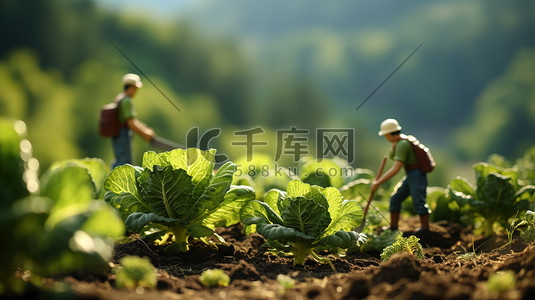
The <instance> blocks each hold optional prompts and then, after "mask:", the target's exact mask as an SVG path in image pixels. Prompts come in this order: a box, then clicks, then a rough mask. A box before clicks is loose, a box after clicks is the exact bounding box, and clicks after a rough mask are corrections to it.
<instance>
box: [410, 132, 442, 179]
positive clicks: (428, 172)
mask: <svg viewBox="0 0 535 300" xmlns="http://www.w3.org/2000/svg"><path fill="white" fill-rule="evenodd" d="M405 140H407V141H408V142H409V143H411V146H412V149H413V150H414V153H415V154H416V159H417V160H418V163H417V164H414V165H408V166H405V169H406V170H413V169H417V168H418V169H420V170H421V171H422V172H424V173H429V172H431V171H433V169H434V168H435V166H436V163H435V160H434V159H433V155H431V151H429V148H427V147H426V146H425V145H424V144H422V143H420V141H418V140H417V139H416V138H415V137H414V136H412V135H409V136H407V138H406V139H405Z"/></svg>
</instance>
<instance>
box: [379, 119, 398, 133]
mask: <svg viewBox="0 0 535 300" xmlns="http://www.w3.org/2000/svg"><path fill="white" fill-rule="evenodd" d="M400 130H401V126H399V123H398V121H396V120H395V119H386V120H384V121H383V123H381V131H379V135H385V134H388V133H392V132H396V131H400Z"/></svg>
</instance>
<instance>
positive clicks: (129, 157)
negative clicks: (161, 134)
mask: <svg viewBox="0 0 535 300" xmlns="http://www.w3.org/2000/svg"><path fill="white" fill-rule="evenodd" d="M122 82H123V92H122V93H120V94H119V95H117V97H116V98H115V102H116V103H118V105H119V121H120V123H121V129H120V131H119V134H118V135H117V136H114V137H113V138H112V144H113V152H114V153H115V162H114V163H113V164H112V168H115V167H117V166H120V165H124V164H132V138H133V134H132V131H133V132H135V133H137V134H139V135H140V136H141V137H142V138H143V139H144V140H146V141H148V142H150V141H151V140H152V139H153V137H154V131H153V130H152V129H151V128H149V127H147V125H145V124H143V123H142V122H141V121H139V120H138V119H137V118H136V111H135V110H134V104H133V103H132V98H134V96H135V95H136V93H137V90H138V89H139V88H140V87H142V86H143V83H141V79H140V78H139V76H138V75H136V74H132V73H128V74H126V75H124V76H123V79H122Z"/></svg>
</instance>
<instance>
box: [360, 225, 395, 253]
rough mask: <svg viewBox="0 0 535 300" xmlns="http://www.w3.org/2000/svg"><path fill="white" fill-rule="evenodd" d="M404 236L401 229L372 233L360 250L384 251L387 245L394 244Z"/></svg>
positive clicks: (370, 251)
mask: <svg viewBox="0 0 535 300" xmlns="http://www.w3.org/2000/svg"><path fill="white" fill-rule="evenodd" d="M402 237H403V232H401V231H399V230H394V231H392V230H390V229H387V230H385V231H383V232H381V233H380V234H379V235H377V234H372V235H368V240H367V241H366V243H364V244H362V245H361V246H360V251H362V252H380V251H383V249H385V248H386V247H388V246H390V245H392V244H394V243H395V242H396V241H398V240H399V239H401V238H402Z"/></svg>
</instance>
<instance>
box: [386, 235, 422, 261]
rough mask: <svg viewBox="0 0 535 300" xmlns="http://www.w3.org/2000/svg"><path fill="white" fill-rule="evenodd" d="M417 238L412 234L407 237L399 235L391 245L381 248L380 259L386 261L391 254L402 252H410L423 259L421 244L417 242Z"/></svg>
mask: <svg viewBox="0 0 535 300" xmlns="http://www.w3.org/2000/svg"><path fill="white" fill-rule="evenodd" d="M419 240H420V239H419V238H417V237H416V236H414V235H411V236H409V237H408V238H404V237H401V238H400V239H398V240H397V241H396V242H394V243H393V244H392V245H390V246H388V247H386V248H384V249H383V252H381V260H382V261H387V260H389V259H390V257H392V255H394V254H397V253H403V252H407V253H410V254H412V255H414V256H416V257H417V258H419V259H424V253H423V249H422V245H421V244H420V243H419V242H418V241H419Z"/></svg>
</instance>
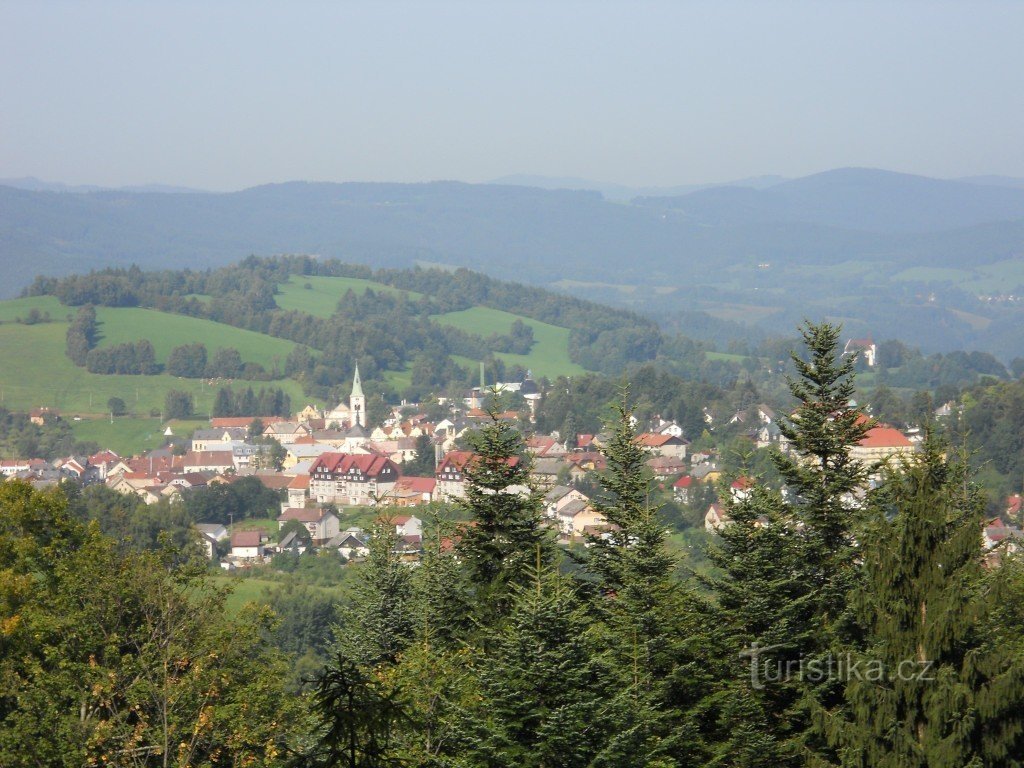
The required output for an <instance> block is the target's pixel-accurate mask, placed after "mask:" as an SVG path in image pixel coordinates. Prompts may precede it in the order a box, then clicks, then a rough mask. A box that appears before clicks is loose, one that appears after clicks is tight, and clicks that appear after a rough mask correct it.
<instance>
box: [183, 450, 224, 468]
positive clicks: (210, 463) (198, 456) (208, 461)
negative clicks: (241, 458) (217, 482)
mask: <svg viewBox="0 0 1024 768" xmlns="http://www.w3.org/2000/svg"><path fill="white" fill-rule="evenodd" d="M181 469H182V470H183V471H184V472H226V471H228V470H229V469H234V455H233V453H232V452H230V451H189V452H188V453H187V454H185V455H184V458H183V460H182V462H181Z"/></svg>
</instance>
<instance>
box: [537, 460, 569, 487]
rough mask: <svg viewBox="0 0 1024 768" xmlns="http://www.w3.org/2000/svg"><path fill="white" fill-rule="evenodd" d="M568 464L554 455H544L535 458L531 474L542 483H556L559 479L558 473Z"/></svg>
mask: <svg viewBox="0 0 1024 768" xmlns="http://www.w3.org/2000/svg"><path fill="white" fill-rule="evenodd" d="M567 466H568V465H567V464H565V462H564V461H563V460H562V459H560V458H558V457H554V456H544V457H541V458H540V459H535V460H534V467H532V469H531V470H530V475H531V476H532V477H534V479H536V480H537V481H538V482H539V483H540V484H542V485H554V484H555V483H556V482H557V481H558V473H559V472H561V471H562V470H563V469H565V468H566V467H567Z"/></svg>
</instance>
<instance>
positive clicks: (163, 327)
mask: <svg viewBox="0 0 1024 768" xmlns="http://www.w3.org/2000/svg"><path fill="white" fill-rule="evenodd" d="M96 319H97V321H98V325H99V334H100V339H99V343H98V344H97V345H96V346H98V347H108V346H113V345H115V344H121V343H124V342H130V341H138V340H139V339H148V340H150V342H151V343H152V344H153V346H154V349H155V350H156V352H157V361H158V362H167V357H168V355H169V354H170V353H171V350H172V349H173V348H174V347H176V346H180V345H181V344H194V343H197V342H202V343H203V344H206V348H207V352H208V353H209V354H210V356H211V357H212V356H213V354H214V352H216V350H217V349H219V348H221V347H234V348H236V349H238V350H239V353H240V354H241V355H242V359H243V360H244V361H245V362H258V364H260V365H261V366H263V367H264V368H265V369H266V370H267V371H269V370H271V369H272V367H273V366H274V364H276V365H278V368H279V369H284V367H285V358H286V357H288V353H289V352H291V351H292V349H293V348H294V347H295V343H294V342H291V341H287V340H285V339H276V338H274V337H272V336H266V335H265V334H259V333H255V332H253V331H246V330H244V329H241V328H234V327H232V326H227V325H224V324H223V323H215V322H213V321H208V319H202V318H200V317H189V316H187V315H184V314H172V313H169V312H161V311H158V310H156V309H139V308H136V307H130V308H120V307H117V308H116V307H97V308H96Z"/></svg>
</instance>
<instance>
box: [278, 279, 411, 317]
mask: <svg viewBox="0 0 1024 768" xmlns="http://www.w3.org/2000/svg"><path fill="white" fill-rule="evenodd" d="M306 286H309V287H308V288H306ZM349 291H352V292H353V293H357V294H362V293H366V292H367V291H375V292H377V293H390V294H395V295H397V294H402V293H404V294H408V295H409V296H410V297H411V298H419V297H420V296H422V294H419V293H416V292H415V291H401V290H399V289H397V288H392V287H391V286H385V285H384V284H383V283H376V282H374V281H372V280H364V279H361V278H322V276H316V275H309V274H293V275H292V276H291V278H290V279H289V281H288V282H287V283H282V284H280V285H279V286H278V294H276V295H274V297H273V298H274V301H276V302H278V306H280V307H281V308H282V309H292V310H295V311H297V312H305V313H306V314H311V315H313V316H314V317H330V316H331V315H332V314H334V312H335V310H336V309H337V307H338V302H339V301H341V299H342V297H343V296H344V295H345V294H346V293H348V292H349Z"/></svg>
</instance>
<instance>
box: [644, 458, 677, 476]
mask: <svg viewBox="0 0 1024 768" xmlns="http://www.w3.org/2000/svg"><path fill="white" fill-rule="evenodd" d="M644 463H645V464H646V465H647V466H648V467H650V470H651V472H652V473H653V474H654V477H656V478H657V479H658V480H668V479H669V478H670V477H679V475H681V474H682V473H683V472H685V471H686V462H684V461H683V460H682V459H676V458H675V457H671V456H652V457H651V458H650V459H648V460H647V461H646V462H644Z"/></svg>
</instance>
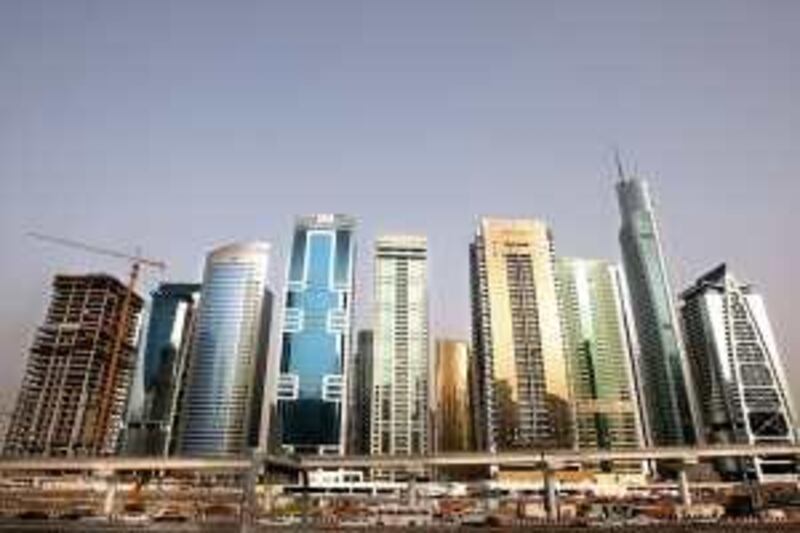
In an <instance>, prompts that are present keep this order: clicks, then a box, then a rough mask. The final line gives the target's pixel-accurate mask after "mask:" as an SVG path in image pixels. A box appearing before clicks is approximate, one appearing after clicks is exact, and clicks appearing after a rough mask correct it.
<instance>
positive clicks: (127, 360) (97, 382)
mask: <svg viewBox="0 0 800 533" xmlns="http://www.w3.org/2000/svg"><path fill="white" fill-rule="evenodd" d="M128 295H129V293H128V289H127V288H126V287H125V285H123V284H122V283H121V282H120V281H118V280H117V279H116V278H114V277H112V276H109V275H106V274H87V275H82V276H81V275H58V276H56V277H55V279H54V281H53V293H52V299H51V301H50V308H49V309H48V312H47V317H46V319H45V323H44V325H43V326H41V327H40V328H39V330H38V331H37V333H36V337H35V339H34V341H33V346H32V348H31V351H30V356H29V358H28V364H27V368H26V370H25V375H24V377H23V380H22V386H21V388H20V391H19V396H18V397H17V403H16V407H15V409H14V413H13V415H12V418H11V423H10V425H9V429H8V434H7V437H6V441H5V446H4V453H5V454H7V455H105V454H111V453H114V452H115V451H116V448H117V442H118V439H119V435H120V431H121V428H122V425H123V422H124V420H123V418H124V413H125V412H126V408H127V402H128V393H129V391H130V388H131V383H132V381H133V375H134V368H135V362H136V344H137V341H138V333H139V325H140V319H141V313H142V306H143V300H142V298H141V297H140V296H138V295H137V294H135V293H130V295H129V297H128V298H126V296H128ZM126 300H127V301H126ZM117 344H118V345H119V349H118V350H117V349H115V348H116V345H117Z"/></svg>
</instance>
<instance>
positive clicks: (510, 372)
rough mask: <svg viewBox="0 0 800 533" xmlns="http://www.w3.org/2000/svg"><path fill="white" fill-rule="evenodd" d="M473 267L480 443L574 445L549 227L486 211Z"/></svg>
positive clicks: (490, 447)
mask: <svg viewBox="0 0 800 533" xmlns="http://www.w3.org/2000/svg"><path fill="white" fill-rule="evenodd" d="M470 268H471V273H470V275H471V285H472V334H473V347H474V350H475V357H476V367H477V376H476V378H477V379H476V382H477V387H478V394H477V406H476V409H475V412H476V424H477V426H478V428H479V431H478V444H479V446H480V447H482V448H485V449H487V450H489V451H492V452H494V451H503V450H514V449H529V448H532V447H537V446H538V447H542V446H551V447H561V448H563V447H572V445H573V438H574V432H573V423H572V419H571V412H570V411H571V408H570V401H571V399H570V387H569V381H568V374H567V361H566V357H565V355H564V344H563V338H562V332H561V322H560V317H559V308H558V296H557V292H556V277H555V276H556V273H555V257H554V250H553V239H552V236H551V233H550V229H549V228H548V227H547V225H546V224H544V223H543V222H540V221H538V220H526V219H516V220H513V219H512V220H503V219H489V218H484V219H482V220H481V222H480V226H479V228H478V233H477V235H476V236H475V240H474V242H473V243H472V245H471V247H470Z"/></svg>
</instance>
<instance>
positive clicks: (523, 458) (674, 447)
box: [299, 444, 800, 470]
mask: <svg viewBox="0 0 800 533" xmlns="http://www.w3.org/2000/svg"><path fill="white" fill-rule="evenodd" d="M762 456H797V457H800V445H794V444H768V445H764V444H761V445H749V444H744V445H742V444H737V445H723V446H703V447H689V446H675V447H657V448H656V447H654V448H637V449H630V450H622V449H617V450H597V449H593V450H564V449H561V450H559V449H541V450H530V451H514V452H499V453H486V452H461V453H443V454H436V455H405V456H398V455H393V456H392V455H349V456H348V455H345V456H330V455H304V456H301V457H299V465H300V468H302V469H303V470H315V469H320V468H323V469H324V468H387V469H391V468H396V469H401V468H406V469H419V468H424V467H435V466H506V467H513V466H525V467H530V466H542V465H547V466H548V467H549V468H555V469H558V468H563V466H565V465H570V464H580V463H599V462H604V461H675V462H683V463H696V462H698V461H702V460H708V459H719V458H740V457H744V458H747V457H762Z"/></svg>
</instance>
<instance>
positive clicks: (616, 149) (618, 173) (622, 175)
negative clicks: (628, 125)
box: [614, 146, 626, 181]
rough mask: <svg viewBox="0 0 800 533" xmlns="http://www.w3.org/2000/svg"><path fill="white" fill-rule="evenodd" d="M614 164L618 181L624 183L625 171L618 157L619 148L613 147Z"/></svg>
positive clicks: (619, 158)
mask: <svg viewBox="0 0 800 533" xmlns="http://www.w3.org/2000/svg"><path fill="white" fill-rule="evenodd" d="M614 164H615V165H616V167H617V177H618V178H619V181H626V178H625V171H624V170H623V169H622V160H621V159H620V157H619V148H618V147H616V146H615V147H614Z"/></svg>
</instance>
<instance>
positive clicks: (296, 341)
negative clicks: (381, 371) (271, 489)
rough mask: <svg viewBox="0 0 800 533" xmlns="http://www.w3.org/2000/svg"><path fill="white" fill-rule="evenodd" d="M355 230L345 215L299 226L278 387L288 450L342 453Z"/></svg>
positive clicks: (352, 284) (353, 266) (316, 221)
mask: <svg viewBox="0 0 800 533" xmlns="http://www.w3.org/2000/svg"><path fill="white" fill-rule="evenodd" d="M354 230H355V220H354V219H352V218H351V217H348V216H346V215H311V216H305V217H300V218H299V219H298V220H297V223H296V225H295V231H294V238H293V240H292V251H291V256H290V258H289V272H288V280H287V288H286V306H285V315H284V322H283V338H282V349H281V359H280V377H279V381H278V391H277V395H278V413H279V423H280V442H281V445H282V447H283V448H284V449H285V450H287V451H293V452H297V453H344V449H345V443H346V428H347V416H346V411H343V409H342V407H343V406H346V405H347V398H346V396H347V391H346V383H345V381H346V380H345V376H346V375H347V373H348V365H349V361H348V359H349V354H350V342H351V323H352V314H353V290H354V279H353V278H354V274H353V273H354V264H355V238H354V236H353V232H354Z"/></svg>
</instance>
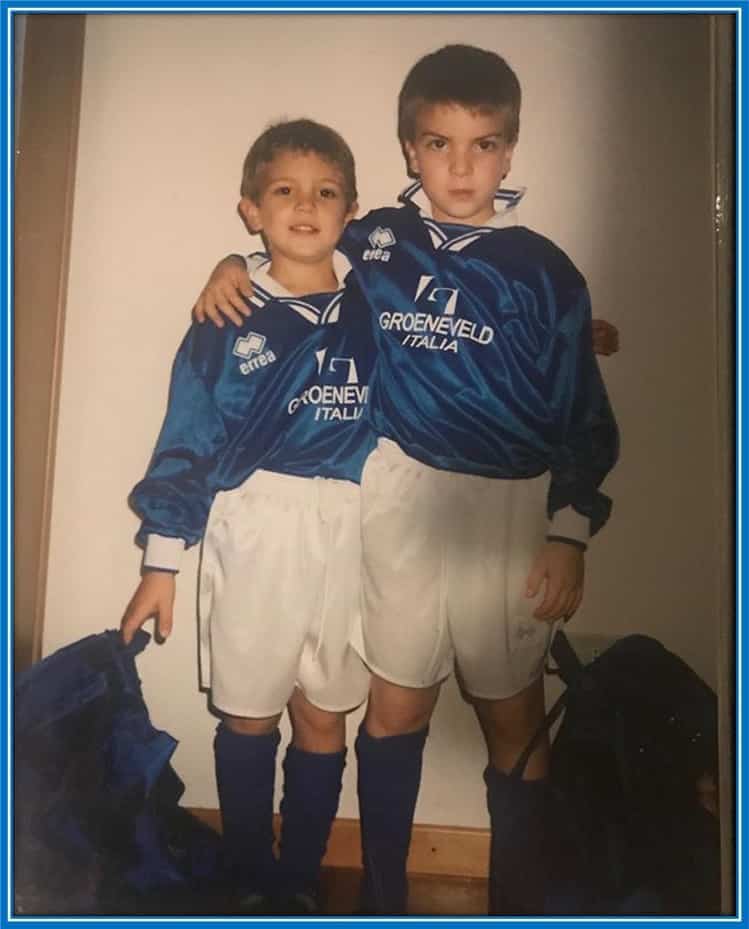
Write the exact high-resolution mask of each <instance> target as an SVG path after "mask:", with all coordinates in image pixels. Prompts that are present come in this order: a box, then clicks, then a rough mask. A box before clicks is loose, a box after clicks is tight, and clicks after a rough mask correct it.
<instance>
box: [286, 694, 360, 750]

## Your goal
Wherever the line holding "positive clicks: (428, 172)" falls in the entries above, copy exactly from it through the line holding "236L401 229L372 233L360", inclusive, and add nothing.

## Answer to this task
positive clicks: (428, 172)
mask: <svg viewBox="0 0 535 300" xmlns="http://www.w3.org/2000/svg"><path fill="white" fill-rule="evenodd" d="M405 140H407V141H408V142H409V143H411V146H412V149H413V150H414V153H415V154H416V159H417V160H418V163H417V164H414V165H408V166H405V169H406V170H413V169H417V168H418V169H420V170H421V171H422V172H424V173H429V172H431V171H433V169H434V168H435V166H436V163H435V160H434V159H433V155H431V151H429V148H427V147H426V146H425V145H424V144H422V143H420V141H418V140H417V139H416V138H415V137H414V136H412V135H409V136H407V138H406V139H405Z"/></svg>
</instance>
<instance>
box: [379, 119, 398, 133]
mask: <svg viewBox="0 0 535 300" xmlns="http://www.w3.org/2000/svg"><path fill="white" fill-rule="evenodd" d="M400 130H401V126H399V123H398V121H396V120H395V119H386V120H384V121H383V123H381V131H379V135H385V134H388V133H392V132H396V131H400Z"/></svg>
</instance>
<instance>
positive clicks: (129, 157)
negative clicks: (161, 134)
mask: <svg viewBox="0 0 535 300" xmlns="http://www.w3.org/2000/svg"><path fill="white" fill-rule="evenodd" d="M122 82H123V92H122V93H120V94H119V95H117V97H116V98H115V102H116V103H118V105H119V121H120V123H121V129H120V131H119V134H118V135H117V136H114V137H113V138H112V144H113V152H114V153H115V162H114V163H113V164H112V168H115V167H117V166H120V165H124V164H132V138H133V134H132V131H133V132H135V133H137V134H139V135H140V136H141V137H142V138H143V139H144V140H146V141H148V142H150V141H151V140H152V139H153V137H154V131H153V130H152V129H151V128H149V127H147V125H145V124H143V123H142V122H141V121H139V120H138V119H137V118H136V111H135V110H134V104H133V103H132V98H134V96H135V95H136V93H137V90H138V89H139V88H140V87H142V86H143V83H141V79H140V78H139V76H138V75H136V74H132V73H128V74H126V75H124V76H123V79H122Z"/></svg>
</instance>
<instance>
box: [360, 225, 395, 253]
rough mask: <svg viewBox="0 0 535 300" xmlns="http://www.w3.org/2000/svg"><path fill="white" fill-rule="evenodd" d="M404 236L401 229L372 233L360 250L384 251L387 245L394 244Z"/></svg>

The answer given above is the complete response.